### Exercise requirements
1. In the text on US reciprocal tariffs, what tariff rate is placed on Bangladesh?
2. Please reproduce the portion of the text on US reciprocal tariffs that opens with the words containing "- India's tariff: 26" and closes with "IR, GS-3 Economy).".

### Text shown
◆ ◆ ◆

2. US reciprocal tariffs: India faces 26 per cent
GS area: Economy, International Relations
The United States President announced sweeping reciprocal tariffs on 2 April 2025, which took effect in the following days. The tariff announcement triggered the sharpest single-day fall in global equity markets since 2020.
- India's tariff: 26 per cent. This compares with 36 per cent on Thailand, 37 per cent on Bangladesh, 44 per cent on Sri Lanka and Myanmar, and 10 per cent on Nepal and Bhutan.
- Sectors exposed: India's textile, pharmaceutical, electronics, and seafood exports to the United States are most vulnerable.
- India-US trade: The US is India's largest export destination. India's goods exports to the US were approximately 78 billion dollars in 2023-24.
- The logic: The US administration described the tariffs as reciprocal, matching what each country charges on American goods. Critics note that the calculation does not account for non-tariff barriers accurately.
Static linkage: International trade, trade policy, WTO (GS-2 IR, GS-3 Economy).

◆ ◆ ◆

### Supplied data
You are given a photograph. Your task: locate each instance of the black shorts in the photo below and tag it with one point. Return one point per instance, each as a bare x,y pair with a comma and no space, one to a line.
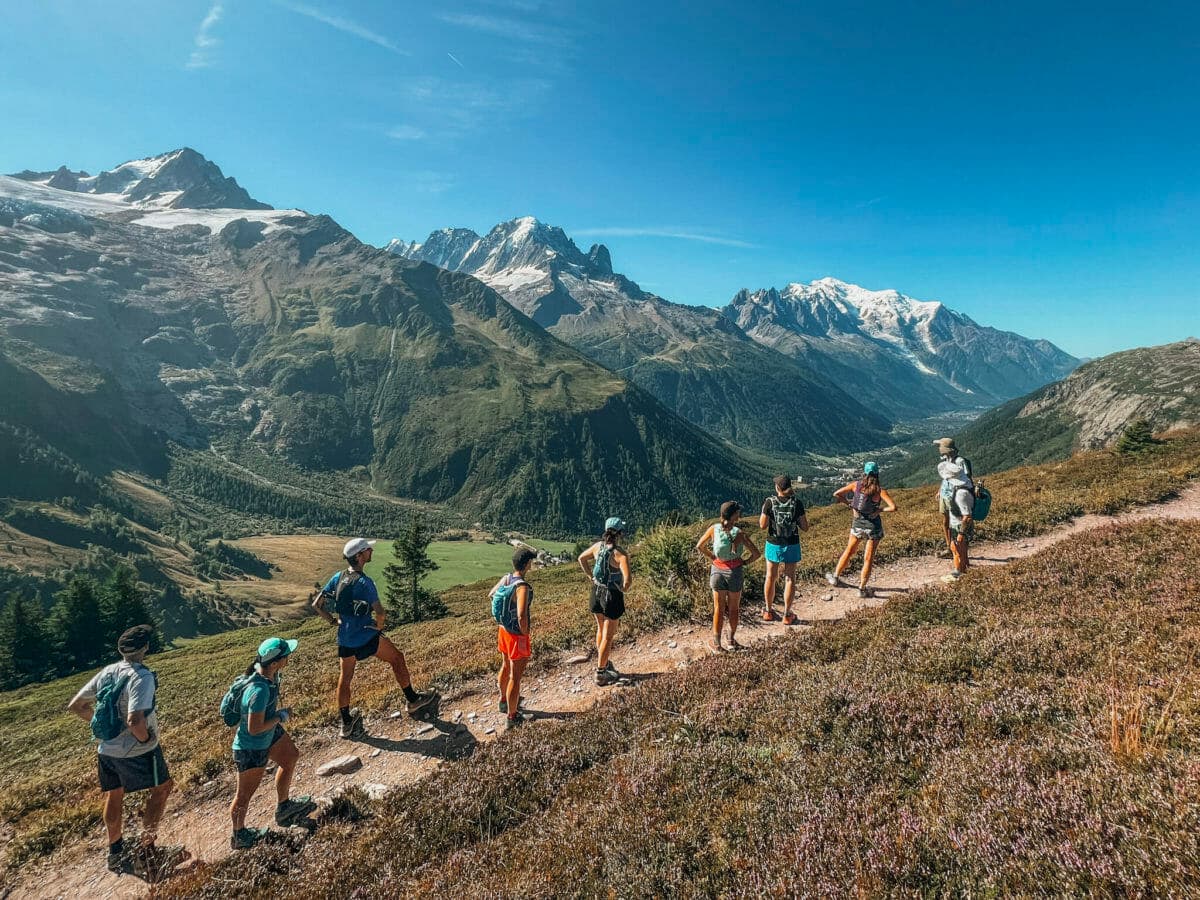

◆ ◆ ◆

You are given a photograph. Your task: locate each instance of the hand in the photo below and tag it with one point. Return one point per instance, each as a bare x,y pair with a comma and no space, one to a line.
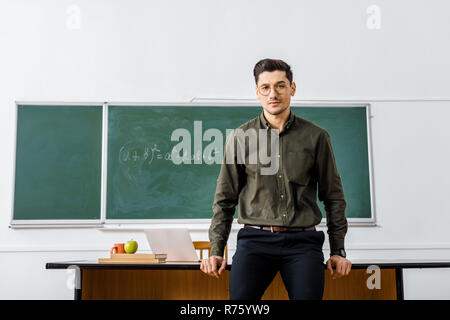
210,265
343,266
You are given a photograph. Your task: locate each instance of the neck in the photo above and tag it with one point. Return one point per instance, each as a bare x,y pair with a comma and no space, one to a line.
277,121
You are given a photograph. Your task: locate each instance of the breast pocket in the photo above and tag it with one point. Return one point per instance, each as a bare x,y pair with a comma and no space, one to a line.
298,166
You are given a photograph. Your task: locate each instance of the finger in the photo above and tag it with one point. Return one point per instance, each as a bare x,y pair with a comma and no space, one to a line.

◆ ◆ ◆

### Solved tasks
1. 37 per cent

2.
- India's tariff: 26 per cent. This compares with 36 per cent on Thailand, 37 per cent on Bangladesh, 44 per cent on Sri Lanka and Myanmar, and 10 per cent on Nepal and Bhutan.
- Sectors exposed: India's textile, pharmaceutical, electronics, and seafood exports to the United States are most vulnerable.
- India-US trade: The US is India's largest export destination. India's goods exports to the US were approximately 78 billion dollars in 2023-24.
- The logic: The US administration described the tariffs as reciprocal, matching what each country charges on American goods. Critics note that the calculation does not account for non-tariff barriers accurately.
Static linkage: International trade, trade policy, WTO (GS-2 IR, GS-3 Economy).